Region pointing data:
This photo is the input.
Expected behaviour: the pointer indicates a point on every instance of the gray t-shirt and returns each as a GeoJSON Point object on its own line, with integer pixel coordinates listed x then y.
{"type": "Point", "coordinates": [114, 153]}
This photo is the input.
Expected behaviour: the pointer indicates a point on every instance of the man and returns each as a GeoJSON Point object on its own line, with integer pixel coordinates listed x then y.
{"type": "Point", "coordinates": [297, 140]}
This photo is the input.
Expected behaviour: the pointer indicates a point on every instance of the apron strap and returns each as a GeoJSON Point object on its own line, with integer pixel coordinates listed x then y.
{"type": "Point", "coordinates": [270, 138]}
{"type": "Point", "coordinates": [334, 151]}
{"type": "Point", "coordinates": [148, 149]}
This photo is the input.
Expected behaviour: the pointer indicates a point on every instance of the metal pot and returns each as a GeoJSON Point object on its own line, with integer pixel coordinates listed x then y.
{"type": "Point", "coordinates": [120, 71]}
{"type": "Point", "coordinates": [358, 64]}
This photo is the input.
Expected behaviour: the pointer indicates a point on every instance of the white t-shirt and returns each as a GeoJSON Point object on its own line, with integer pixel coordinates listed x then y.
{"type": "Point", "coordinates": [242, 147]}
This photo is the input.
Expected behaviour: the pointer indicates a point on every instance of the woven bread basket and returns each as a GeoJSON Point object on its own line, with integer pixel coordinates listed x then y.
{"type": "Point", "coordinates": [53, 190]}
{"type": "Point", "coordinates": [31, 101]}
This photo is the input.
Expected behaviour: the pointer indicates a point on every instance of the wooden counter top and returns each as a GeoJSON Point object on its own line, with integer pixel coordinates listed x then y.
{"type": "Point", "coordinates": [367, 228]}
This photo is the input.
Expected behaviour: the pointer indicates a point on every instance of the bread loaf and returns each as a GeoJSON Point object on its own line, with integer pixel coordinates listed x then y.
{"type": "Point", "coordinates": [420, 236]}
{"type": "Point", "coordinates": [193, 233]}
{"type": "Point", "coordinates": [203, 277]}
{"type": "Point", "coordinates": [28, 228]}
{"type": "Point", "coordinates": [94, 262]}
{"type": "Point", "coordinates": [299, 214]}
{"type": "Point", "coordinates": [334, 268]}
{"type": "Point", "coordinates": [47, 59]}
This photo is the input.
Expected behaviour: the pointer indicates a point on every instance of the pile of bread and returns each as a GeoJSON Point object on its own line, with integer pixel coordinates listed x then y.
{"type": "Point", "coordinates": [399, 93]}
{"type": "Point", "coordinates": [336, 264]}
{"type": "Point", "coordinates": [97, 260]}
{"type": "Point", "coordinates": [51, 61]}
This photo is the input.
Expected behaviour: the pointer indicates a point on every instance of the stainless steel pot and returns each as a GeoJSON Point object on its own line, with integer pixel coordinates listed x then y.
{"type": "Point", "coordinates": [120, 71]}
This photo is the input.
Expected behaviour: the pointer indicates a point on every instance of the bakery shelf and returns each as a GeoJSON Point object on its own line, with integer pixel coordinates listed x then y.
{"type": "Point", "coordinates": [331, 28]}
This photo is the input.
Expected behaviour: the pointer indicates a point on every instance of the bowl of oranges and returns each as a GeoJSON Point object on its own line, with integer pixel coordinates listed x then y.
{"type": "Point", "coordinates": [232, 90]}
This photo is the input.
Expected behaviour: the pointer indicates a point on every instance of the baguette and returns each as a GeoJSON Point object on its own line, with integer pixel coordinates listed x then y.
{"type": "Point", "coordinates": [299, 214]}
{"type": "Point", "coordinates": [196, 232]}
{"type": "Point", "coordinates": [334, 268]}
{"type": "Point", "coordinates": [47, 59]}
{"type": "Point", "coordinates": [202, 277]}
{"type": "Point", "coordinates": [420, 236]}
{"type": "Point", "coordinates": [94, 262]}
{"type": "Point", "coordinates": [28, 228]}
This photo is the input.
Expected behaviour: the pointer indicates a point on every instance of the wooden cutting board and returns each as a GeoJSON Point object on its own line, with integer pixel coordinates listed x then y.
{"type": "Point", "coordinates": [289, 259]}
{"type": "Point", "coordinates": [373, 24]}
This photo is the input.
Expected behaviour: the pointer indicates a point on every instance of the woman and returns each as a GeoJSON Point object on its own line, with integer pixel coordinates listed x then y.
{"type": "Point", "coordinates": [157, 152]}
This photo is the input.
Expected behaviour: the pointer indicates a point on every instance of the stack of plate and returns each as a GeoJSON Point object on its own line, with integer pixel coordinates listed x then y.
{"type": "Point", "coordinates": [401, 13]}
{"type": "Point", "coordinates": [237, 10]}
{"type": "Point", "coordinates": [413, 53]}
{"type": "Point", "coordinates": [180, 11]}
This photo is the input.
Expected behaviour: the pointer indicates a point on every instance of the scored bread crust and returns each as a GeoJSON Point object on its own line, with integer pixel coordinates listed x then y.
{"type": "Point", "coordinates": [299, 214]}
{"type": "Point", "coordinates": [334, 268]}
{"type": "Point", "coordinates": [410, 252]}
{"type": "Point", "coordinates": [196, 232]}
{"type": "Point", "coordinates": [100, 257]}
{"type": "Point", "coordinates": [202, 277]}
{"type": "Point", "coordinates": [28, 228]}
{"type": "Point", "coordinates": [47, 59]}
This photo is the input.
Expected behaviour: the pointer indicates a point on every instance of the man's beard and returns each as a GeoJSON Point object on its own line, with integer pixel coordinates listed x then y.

### What is needed
Your reply should match the data above exactly, line for line.

### Answer to the problem
This photo is the input.
Expected behaviour: the pointer indicates a point on every instance of the gray t-shirt and returns each as a GeoJSON Point object on its own line, with integer pixel coordinates listed x then y.
{"type": "Point", "coordinates": [114, 153]}
This photo is the input.
Expected behaviour: the pointer indicates a point on every instance of the man and returns each as a GeoJSON Point object on its own line, with integer pixel coordinates listed x then y.
{"type": "Point", "coordinates": [297, 140]}
This photo is the input.
Expected behaviour: the pointer indicates a point on every instance of the apron strap and returns each as a GeoJSON Point object on its own line, with integer pixel coordinates listed x then y.
{"type": "Point", "coordinates": [270, 138]}
{"type": "Point", "coordinates": [334, 151]}
{"type": "Point", "coordinates": [148, 149]}
This photo is the input.
Expected behaviour: the pointer indicates a point on every instance of the metal pot and returns each as a GeoJSON Point object on its own line, with integer pixel coordinates listed x then y.
{"type": "Point", "coordinates": [120, 71]}
{"type": "Point", "coordinates": [358, 64]}
This photo is the input.
Expected behaviour: the pointer indicates a point on every instance of the white t-shirt and returns each as a GeoJSON Point object on its own line, with integer pixel coordinates listed x then y.
{"type": "Point", "coordinates": [242, 147]}
This photo is the input.
Expected behaviour: the pointer indicates a point on every instance of the woven bread basket and returns each as a GeoJSON Point object on its own line, with integer pixel coordinates listed x then y.
{"type": "Point", "coordinates": [53, 190]}
{"type": "Point", "coordinates": [31, 101]}
This photo is the input.
Expected behaviour: the pointer indicates a point on every instance of the wooden counter top and returns each as a GeoJSON Point object on its own line, with integer pixel coordinates listed x then y.
{"type": "Point", "coordinates": [367, 228]}
This photo is the input.
Expected behaviour: the pointer indicates a point on every instance of the bread loaf and returns each as a GeoJSON Point object on its own line, with integer pixel coordinates listed x then y.
{"type": "Point", "coordinates": [420, 236]}
{"type": "Point", "coordinates": [193, 233]}
{"type": "Point", "coordinates": [203, 277]}
{"type": "Point", "coordinates": [28, 228]}
{"type": "Point", "coordinates": [94, 262]}
{"type": "Point", "coordinates": [299, 214]}
{"type": "Point", "coordinates": [334, 268]}
{"type": "Point", "coordinates": [47, 59]}
This photo is the input.
Expected behaviour: the pointer indicates a point on every instance of the pile of bread and returns each as a GeoJSON Point object on its own line, with integer pixel coordinates listed x then y.
{"type": "Point", "coordinates": [399, 93]}
{"type": "Point", "coordinates": [336, 264]}
{"type": "Point", "coordinates": [97, 260]}
{"type": "Point", "coordinates": [51, 61]}
This photo is the input.
Expected behaviour: the pointer indicates a point on every instance of the stainless steel pot and returns each as a GeoJSON Point object on its own line, with integer pixel coordinates listed x then y.
{"type": "Point", "coordinates": [120, 71]}
This photo is the input.
Expected behaviour: the pointer indicates a point on every instance of the bakery shelf and returns each as a GeoJSON Point object on its own line, with integer pixel coordinates listed x then y.
{"type": "Point", "coordinates": [331, 28]}
This photo is the input.
Expected behaviour: the pointer indicates a point on every instance of the bowl of oranges and returns each as a GeoJSON Point object on its own line, with integer pixel coordinates listed x then y.
{"type": "Point", "coordinates": [232, 90]}
This photo is the input.
Expected behaviour: the pointer indicates a point on every instance of the baguette and returns each as a GeoJSON Point object on its own line, with integer pixel coordinates listed x then y.
{"type": "Point", "coordinates": [299, 214]}
{"type": "Point", "coordinates": [196, 232]}
{"type": "Point", "coordinates": [334, 268]}
{"type": "Point", "coordinates": [47, 59]}
{"type": "Point", "coordinates": [202, 277]}
{"type": "Point", "coordinates": [420, 236]}
{"type": "Point", "coordinates": [94, 262]}
{"type": "Point", "coordinates": [28, 228]}
This photo is the input.
Expected behaviour: the pointer indicates a point on every instance of the wooden cutting board and returns each as a GeoJSON Point object on its own line, with integer pixel coordinates listed x then y.
{"type": "Point", "coordinates": [289, 259]}
{"type": "Point", "coordinates": [373, 24]}
This photo is the input.
Expected behaviour: the pointer indicates a point on every instance of the woman and returns each as a GeoJSON Point object on its own line, with integer pixel coordinates listed x then y.
{"type": "Point", "coordinates": [157, 152]}
This photo is the input.
Expected behaviour: the pointer indicates a point on every instance of the stack of plate and returns each as a GeoJSON Point object on its own line, with integer pixel coordinates listed x then y.
{"type": "Point", "coordinates": [401, 13]}
{"type": "Point", "coordinates": [237, 10]}
{"type": "Point", "coordinates": [413, 53]}
{"type": "Point", "coordinates": [180, 11]}
This photo is the input.
Expected behaviour: the pointer indicates a point on every instance of the scored bread crust and returns each as a GeoJSON Point object on its own line, with integer pixel coordinates listed x then y.
{"type": "Point", "coordinates": [299, 214]}
{"type": "Point", "coordinates": [334, 268]}
{"type": "Point", "coordinates": [410, 252]}
{"type": "Point", "coordinates": [196, 232]}
{"type": "Point", "coordinates": [100, 257]}
{"type": "Point", "coordinates": [202, 277]}
{"type": "Point", "coordinates": [28, 228]}
{"type": "Point", "coordinates": [47, 59]}
This photo is the input.
Expected behaviour: the pointer indicates a point on every instance of the man's beard and returns each as a GeoJSON Point object on its own line, with integer pixel coordinates listed x then y.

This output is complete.